▶ _ACTIVITY LIST_
a – In the speech recognition training excerpt below, what beam size was used for decoding?
b – Continue the excerpt on end-to-end Amharic speech recognition experiments from where it stops.

▶ _SELECTED EXTRACT_

-=-=-

The training was performed over 20 epochs using Pytorch modeling with a batch size of 30. During training, maxlen-in and maxlen-out were set at 800 and 150, respectively. In our experiment, the location-based attention mechanism, which was found to outperform in [12,45], was used in the hybrid CTC-attention architecture. The encoder consists of four BLSTM shared layers, with 320 cells used in our model. Its convolutional features were extracted by 10 centered convolution filters with 100 widths. The 0.2 dropout rate was used during the training of each BLSTM layer [9]. The sub-sampling was set as “1_2_2_1_1”. The decoder was also set with 320 cells of one layer LSTM, 320 tanh nodes of a hidden layer, 300 decoding units, and a softmax output layer. The type of end-to-end model was determined by CTC-weight ($\lambda$) and was described in terms of multi-task learning (mtlalpha). The value of mtlalpha was set as 0.5 for the hybrid CTC-attention end-to-end model.

In our language modeling, settings were made depending on the language units used. For word LM, a 1-layer RNN architecture with 1000 units, sgd optimization, 300 batch size and 40 maximum length were set. Unlike word LM, a two-layer RNN architecture with 650 units in each layer, Adam optimization, 1024 batch size, and 650 maximum lengths were set for both character and phoneme LMs. For all LMs, the number of epochs and patience were set as 20 and 3, respectively.

The AdaDelta algorithm was used with 0.1 language smoothing and an Adam method with standard settings was used for optimizing networks. Label smoothing was used as a regularization mechanism to protect the model from making overconfident predictions. This helps the model to have higher entropy during its forecast, and allows the model to be more adaptable. The ground truth label distribution was smoothed with a uniform distribution over all labels.

In all of our end-to-end models, the minibatch size was set to 30. The network parameters were also initialized with random values drawn from a uniform distribution with a range of (−0.1, 0.1). Providing long input sequences can slow convergence at the beginning of training. Therefore, input data were sorted by the length of frames before creating mini-batches. In all end-to-end CTC, attention mechanism, and hybrid ASR models, the decoding process was performed in a beam size of 20 and language weight (lm-weight) of 1.0. The BPE segmentation algorithm was used to extract subword units from all training data and the size of subword units was set to 500.

4.2. Experiment Results

We trained our end-to-end CTC-attention ASR system using various vocabulary sizes. These vocabulary sizes were selected based on frequently occurring Amharic words. We also considered the OOV rates of less than 10% during vocabulary size selection. The vocabulary sizes were arranged in five intervals to determine the effects of OOV words on our small-sized text corpus. The SpecAugment data augmentation technique was also used to resolve the problem of smaller training data size and to make our system more robust. The models were evaluated with our test data without an OOV rate.

-=-=-

▶ _MATERIAL PROVIDED_
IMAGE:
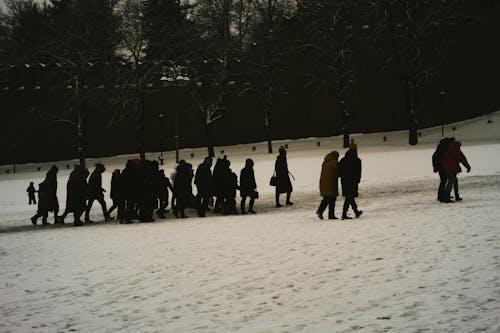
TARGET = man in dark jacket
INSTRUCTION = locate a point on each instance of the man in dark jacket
(47, 197)
(76, 195)
(96, 192)
(451, 160)
(350, 176)
(437, 165)
(117, 194)
(182, 188)
(283, 183)
(248, 186)
(203, 182)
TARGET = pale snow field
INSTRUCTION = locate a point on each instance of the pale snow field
(409, 264)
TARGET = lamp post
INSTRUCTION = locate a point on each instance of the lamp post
(175, 76)
(160, 119)
(442, 94)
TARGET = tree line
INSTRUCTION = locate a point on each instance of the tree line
(107, 54)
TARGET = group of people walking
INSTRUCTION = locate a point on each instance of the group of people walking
(446, 162)
(142, 189)
(348, 169)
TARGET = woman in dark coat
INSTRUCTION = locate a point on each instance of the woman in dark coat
(76, 194)
(183, 188)
(96, 192)
(283, 183)
(248, 186)
(350, 176)
(47, 197)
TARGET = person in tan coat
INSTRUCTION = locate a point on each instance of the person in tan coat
(329, 185)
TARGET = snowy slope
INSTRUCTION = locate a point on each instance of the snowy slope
(409, 264)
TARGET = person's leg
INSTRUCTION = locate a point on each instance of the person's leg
(455, 187)
(322, 207)
(102, 202)
(442, 184)
(449, 184)
(250, 206)
(87, 210)
(331, 208)
(242, 205)
(277, 197)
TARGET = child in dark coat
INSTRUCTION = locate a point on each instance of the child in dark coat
(31, 194)
(248, 186)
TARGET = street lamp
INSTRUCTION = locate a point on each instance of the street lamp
(442, 94)
(176, 76)
(160, 119)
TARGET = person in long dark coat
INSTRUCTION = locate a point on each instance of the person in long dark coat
(163, 186)
(203, 182)
(182, 188)
(31, 194)
(248, 187)
(283, 183)
(329, 185)
(452, 158)
(220, 170)
(96, 192)
(130, 181)
(230, 185)
(47, 197)
(76, 197)
(437, 165)
(117, 194)
(350, 176)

-=-=-

▶ _OUTPUTS IN ORDER_
a – 20

b –
After the training and decoding process, the experiment results are discussed below for three main categories, namely, character-based acoustic modeling with word-RNNLM and character-RNNLM, phoneme-based acoustic modeling with word-RNNLM and phoneme-RNNLM, and subword-based language units generated by BPE segmentation algorithm in characters, phonemes, and phonemes with epithetic vowel acoustic modeling. The hybrid of the CTC and attention-based model takes advantage of the two models in combination. The CTC model in conjunction with a location-based attention decoder also helps the network to accelerate the training [30]. The discussions of each training and their decoding results are presented as character-based, phoneme-based, and subword-based end-to-end ASR models. The results of each end-to-end model are discussed individually and character-based results are considered as the baseline of our study.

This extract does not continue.